---------- SOURCE MATERIAL ----------

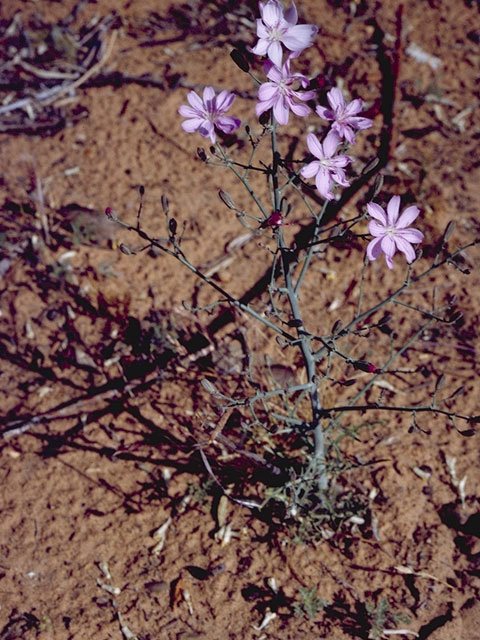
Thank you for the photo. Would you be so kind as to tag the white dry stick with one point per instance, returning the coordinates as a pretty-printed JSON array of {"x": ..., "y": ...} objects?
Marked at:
[
  {"x": 458, "y": 484},
  {"x": 127, "y": 634},
  {"x": 160, "y": 535}
]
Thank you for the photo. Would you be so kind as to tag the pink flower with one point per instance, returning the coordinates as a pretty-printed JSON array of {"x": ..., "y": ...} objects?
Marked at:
[
  {"x": 276, "y": 28},
  {"x": 344, "y": 115},
  {"x": 279, "y": 93},
  {"x": 207, "y": 113},
  {"x": 326, "y": 168},
  {"x": 392, "y": 232}
]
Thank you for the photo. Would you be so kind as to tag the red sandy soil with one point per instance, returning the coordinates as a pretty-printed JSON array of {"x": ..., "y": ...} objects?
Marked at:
[{"x": 101, "y": 429}]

----------

*EXERCISE:* Apart from the images, the entries above must be returned without alteration.

*WORKED SOLUTION:*
Thank you for the photo. Would you be so kind as to tag the white dry stick with one point per instance, returning the coordinates as a pretty-printed JSON array of {"x": ..., "y": ...} objects?
Marked at:
[
  {"x": 458, "y": 484},
  {"x": 127, "y": 634},
  {"x": 160, "y": 535}
]
Thank you for the photo. Would you be so kind as to tag the pink flower with one point per instance, returning the coordinates as a pretty-printed JSON array of {"x": ..., "y": ...} objects?
Marked at:
[
  {"x": 276, "y": 28},
  {"x": 344, "y": 115},
  {"x": 279, "y": 93},
  {"x": 207, "y": 113},
  {"x": 326, "y": 168},
  {"x": 392, "y": 232}
]
Thank you for the photo. Would you be so kind as to tag the red sandy soil with one point per instance, returning the coordinates as a pretty-printed JSON array of {"x": ..., "y": ...} objects?
Marked at:
[{"x": 101, "y": 429}]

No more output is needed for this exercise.